* [Text passage]:
________________________________________

Sea grass - a type of flowering plant that grows in shallow marine or estuarine water where sunlight may penetrate to the bottom --or substrate-- of the basin.
Shown or depicted here on the left.
Spartina grass - a type of flowering plant that occupies the estuarine, or river marshes along shores with a temperate climate.
Spartina grasses of two different species –alterniflora & patens– are shown or depicted here on the right; alterniflora is taller along the shore & patens– is shorter and inland.
Sound - an unusually constricted, or closed in body of marine water that floods into coastal areas.
Sovereign lands - By application of English custom derived from Roman law, those areas of submerged land that belong to the King, Queen, Emperor, Empress, or some other plenary authority exercising absolute power over subjects in a designated territory. In the US practice these are property of the states and refer to property beneath any water body of significant size.
Succession - the idea in ecology that vegetation and climate can over a very long period of time, several generations of plants and animals, alter the underlying conditions of soil (substrate), nutrients, and available sunlight as to change the association of dominant plants and fungus. With these vegetational changes over time comes an alteration of the animals dependent on plants and soil nutrients for their sustenance.
Succession was first described by Clements along the shores of Lake Michigan.
Sub littoral zone - that area below the water level at all times of the year. Basically submerged areas along a shore.
Tide - the daily changes in the surface elevation of the sea with respect to the land lying along the shore.
Tidelands - generally the area along a river affected by the daily fluctuation of ocean tides; specifically the name given to oil leases in state waters extending from below the tide line out over the continental shelf to the three or ten mile limit depending on the state in question. A controversy that arose after world war two over the federal and state control of oil drilling leases under the ocean. decided in favor of the several coastal states.
Tidewater - that extensive land area of the Eastern United States form roughly Boston, Massachusetts to Brownsville, Texas, where the affects of the sea with reference to the land lying along the shore of estuaries, bays, rivers and streams is so pronounced that small sailing vessels may ride the tide in both an upstream or a downstream direction depending upon the flood or ebb of ocean waters.
Trophic levels - the arrangement of food chains in areas, but more complex in estuaries and along edge communities.
Wetland - officially designated vegetational areas that have soil characterized by seasonal or periodic flooding, and that tolerate permanent or fluctuating water conditions over time (called a hydro period). Otherwise a kind of oxymoron that suggests nature is more complicated than our language is capable of cleverly expressing in sufficient detail.
Zonation - the name given in ecology and natural history to the pattern of vegetational associations according to specific features of a habitat or area with respect to elevation, substrate (soils), water, slope, or sun angle.

________________________________________

* [What you will do]:
Please say whether each statement agrees with the glossary, answering yes or no and quoting the words of the glossary that decide it.
1. Spartina alterniflora is shorter than Spartina patens.
2. Succession was first described along the shores of Lake Michigan.
3. The sub littoral zone is under water at all times of the year.
The entries on this page have no connection to the glossary.

* [Available data]:
________________________________________

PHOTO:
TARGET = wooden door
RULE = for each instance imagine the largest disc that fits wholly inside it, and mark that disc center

________________________________________

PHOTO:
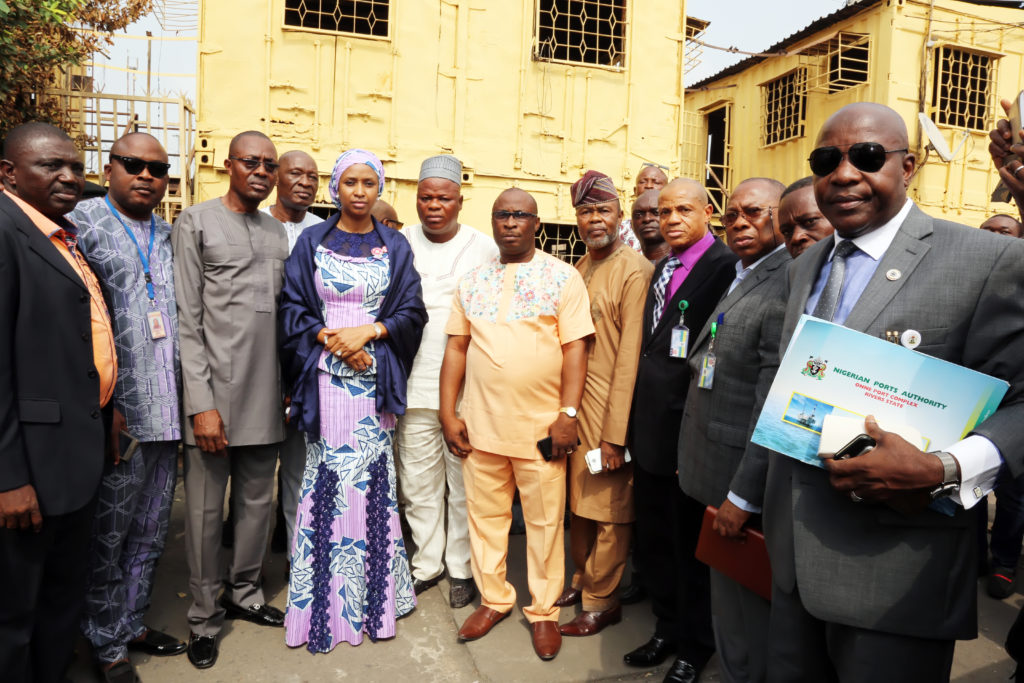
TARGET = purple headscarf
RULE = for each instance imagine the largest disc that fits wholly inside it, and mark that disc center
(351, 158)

________________________________________

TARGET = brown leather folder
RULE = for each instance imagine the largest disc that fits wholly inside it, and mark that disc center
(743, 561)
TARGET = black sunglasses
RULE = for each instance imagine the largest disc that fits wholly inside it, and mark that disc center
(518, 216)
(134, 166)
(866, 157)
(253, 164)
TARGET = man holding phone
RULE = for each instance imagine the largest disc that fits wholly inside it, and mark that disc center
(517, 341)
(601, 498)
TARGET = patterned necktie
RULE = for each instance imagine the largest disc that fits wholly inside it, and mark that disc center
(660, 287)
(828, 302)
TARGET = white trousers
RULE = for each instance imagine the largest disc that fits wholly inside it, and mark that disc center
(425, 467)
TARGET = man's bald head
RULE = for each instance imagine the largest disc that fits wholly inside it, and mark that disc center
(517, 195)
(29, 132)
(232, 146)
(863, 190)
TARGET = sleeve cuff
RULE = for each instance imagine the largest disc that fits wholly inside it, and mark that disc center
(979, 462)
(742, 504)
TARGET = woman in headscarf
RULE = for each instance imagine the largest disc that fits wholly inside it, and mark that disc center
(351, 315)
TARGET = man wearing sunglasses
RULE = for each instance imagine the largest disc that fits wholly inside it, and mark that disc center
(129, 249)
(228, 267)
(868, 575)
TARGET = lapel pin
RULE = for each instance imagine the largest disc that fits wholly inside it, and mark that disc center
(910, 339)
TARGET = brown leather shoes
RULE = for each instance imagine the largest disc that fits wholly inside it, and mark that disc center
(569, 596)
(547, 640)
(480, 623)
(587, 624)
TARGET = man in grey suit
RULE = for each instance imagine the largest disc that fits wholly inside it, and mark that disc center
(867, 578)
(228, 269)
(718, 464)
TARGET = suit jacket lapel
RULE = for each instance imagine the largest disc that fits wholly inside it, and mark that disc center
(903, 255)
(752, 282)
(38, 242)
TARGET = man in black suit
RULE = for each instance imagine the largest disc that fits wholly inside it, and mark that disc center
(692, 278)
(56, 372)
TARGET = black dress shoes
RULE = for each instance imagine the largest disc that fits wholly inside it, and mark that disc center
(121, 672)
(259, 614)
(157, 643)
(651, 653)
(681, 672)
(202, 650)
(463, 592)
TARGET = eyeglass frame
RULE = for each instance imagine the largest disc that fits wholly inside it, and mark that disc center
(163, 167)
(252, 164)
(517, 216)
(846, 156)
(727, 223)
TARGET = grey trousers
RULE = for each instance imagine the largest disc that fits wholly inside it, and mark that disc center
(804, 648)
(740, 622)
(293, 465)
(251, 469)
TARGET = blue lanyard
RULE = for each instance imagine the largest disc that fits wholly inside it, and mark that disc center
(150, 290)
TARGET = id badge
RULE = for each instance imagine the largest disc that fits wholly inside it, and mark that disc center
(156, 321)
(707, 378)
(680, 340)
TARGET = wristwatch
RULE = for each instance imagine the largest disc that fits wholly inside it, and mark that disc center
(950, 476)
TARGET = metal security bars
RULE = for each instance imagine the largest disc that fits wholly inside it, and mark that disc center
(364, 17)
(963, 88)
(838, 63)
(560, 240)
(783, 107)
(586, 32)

________________________________________

* [Expected answer]:
1. No: "alterniflora is taller along the shore & patens– is shorter and inland."
2. Yes: "Succession was first described by Clements along the shores of Lake Michigan."
3. Yes: "that area below the water level at all times of the year."